■ Dataset excerpts
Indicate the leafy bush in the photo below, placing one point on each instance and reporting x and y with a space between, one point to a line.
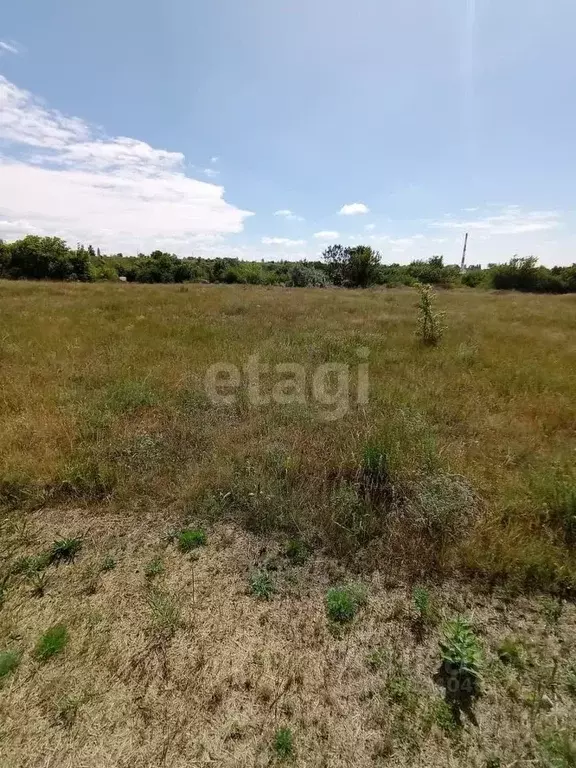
191 538
462 655
65 550
343 603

■ What is required
Repeat all of the lines above word for word, leaving out the picture.

■ Written solution
Indicate the leafy bush in the photo below, placing one point on each instance and reporting x and y with a space between, one point to a line.
191 538
462 655
65 550
343 603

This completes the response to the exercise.